■ TASK GOAL
Please write out every entry below word for word.

(Records from a data collection)
■ ■ ■ ■

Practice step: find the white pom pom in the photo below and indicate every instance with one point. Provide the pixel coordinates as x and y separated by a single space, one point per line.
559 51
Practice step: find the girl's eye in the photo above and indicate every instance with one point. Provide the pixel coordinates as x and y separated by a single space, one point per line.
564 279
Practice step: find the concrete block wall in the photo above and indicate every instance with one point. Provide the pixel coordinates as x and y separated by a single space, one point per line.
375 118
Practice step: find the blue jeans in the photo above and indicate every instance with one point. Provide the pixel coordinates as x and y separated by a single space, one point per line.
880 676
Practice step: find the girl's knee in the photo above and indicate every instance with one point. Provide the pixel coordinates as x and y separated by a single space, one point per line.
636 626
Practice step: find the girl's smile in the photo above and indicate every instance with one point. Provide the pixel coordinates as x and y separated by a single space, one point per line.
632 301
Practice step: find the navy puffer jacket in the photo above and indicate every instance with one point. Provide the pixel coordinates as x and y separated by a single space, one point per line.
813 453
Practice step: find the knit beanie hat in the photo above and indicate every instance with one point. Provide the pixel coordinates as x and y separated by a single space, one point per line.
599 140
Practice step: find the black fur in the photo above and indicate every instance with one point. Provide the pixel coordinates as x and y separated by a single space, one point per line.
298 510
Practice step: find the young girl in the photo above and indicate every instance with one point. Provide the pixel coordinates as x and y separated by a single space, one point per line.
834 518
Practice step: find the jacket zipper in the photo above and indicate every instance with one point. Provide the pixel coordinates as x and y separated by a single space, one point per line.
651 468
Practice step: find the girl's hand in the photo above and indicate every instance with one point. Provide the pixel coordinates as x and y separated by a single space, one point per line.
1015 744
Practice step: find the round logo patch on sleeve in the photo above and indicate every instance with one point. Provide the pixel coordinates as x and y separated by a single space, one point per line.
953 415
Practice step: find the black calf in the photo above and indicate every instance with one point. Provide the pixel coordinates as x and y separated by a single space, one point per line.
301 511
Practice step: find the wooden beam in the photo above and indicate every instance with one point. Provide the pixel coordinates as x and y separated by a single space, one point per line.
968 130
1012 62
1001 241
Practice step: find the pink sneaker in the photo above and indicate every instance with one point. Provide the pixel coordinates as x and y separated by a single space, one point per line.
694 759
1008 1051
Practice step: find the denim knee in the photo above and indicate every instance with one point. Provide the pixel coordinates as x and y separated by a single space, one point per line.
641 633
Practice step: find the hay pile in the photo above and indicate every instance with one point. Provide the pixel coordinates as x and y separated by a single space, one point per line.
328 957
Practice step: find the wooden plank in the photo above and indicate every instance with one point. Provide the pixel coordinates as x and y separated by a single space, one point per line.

■ ■ ■ ■

■ RESULT BELOW
Practice step: find the white pom pom in the photo below and indicate every instance with one point. Provide the pixel coordinates as x and y separated by a single space, one point per line.
559 51
Practice step: find the girl's eye in the photo above and indicate every instance with one point. Provide the pixel coordinates as x and y separated by a single space, one point per line.
564 279
Practice step: find the concrete block wall in the photo above and indicate every instance with one point. Provide the pixel coordinates as x and y separated by a single space, one point per line.
375 118
Practice step: find the blue jeans in the photo above and indicate every instance with one point. Provide the pixel coordinates as x and y separated by a single space, one point per line.
880 676
Practice step: find the girl's knee in the photo above and indicate every instance with one point. Provide the pixel coordinates as x and y separated by a single space, one point per line.
636 626
Practice step: find the girl's smile in the photo above and indicate every instance with one point. Provide the pixel coordinates as x and y separated by a single space, one point per line.
632 301
Practice step: find the navy puffer jacket in the photo above and indicate every instance with one point. Provide the pixel coordinates as x and y separated by a single space, one point per line.
813 453
Practice step: find the knit beanie hat in the photo above and indicate every instance with one point. Provide the pixel coordinates as x and y separated by a single space, one point per line.
599 140
Practice step: find the black fur in the photo above and indicate every instance with one point. Provide the pixel coordinates as x and y separated by a single space, one point per line.
298 510
Practice step: find the young girl in the photo above and indicate every instance with one point. Provide the pixel coordinates as x and y separated by a single space, one point per line.
834 518
Practice step: find the jacket zipper in the photo above and indicate every instance with one point. Provide the pixel coordinates as x and y separated by a single space, one point per line.
651 468
Practice step: find the girl's hand in the photo above and indicate every instance with one point. Provide the pixel coordinates as x and y separated by a single space, one point per line.
1015 744
Practice step: find the round logo patch on sleeve in the photo above and indicate every instance with one point. Provide the pixel coordinates as x and y separated by a single space, one point per line.
953 415
Practice step: find the black calf in the photo above and indicate every instance with one point. Provide the pixel coordinates as x and y separated by a single space, one point per line.
301 511
Practice step: find the wooden beam in the photo above and indicate every instance with one point. Provide the pixel coordinates as x and y separated by a single space, one point per line.
968 130
1012 62
1001 241
Practice step: find the pink sneaker in the photo above and indicate every instance with one point. Provide the pixel coordinates as x and y separated by a single space, one point per line.
694 759
1008 1051
Practice step: find the denim knee in the photo above and indicate every instance with one point. Provide the pixel coordinates as x and y separated by a single space, one point per line.
641 633
Practice step: find the hay pile in the photo above and indicate every instance with one point. Provide the pixel coordinates as x and y separated by a single space, one point per line.
328 957
Practice step: find the wooden plank in the photo above and indicate every instance with one point. Provide the pixel coordinates as x and y separated by a single space, one point per line.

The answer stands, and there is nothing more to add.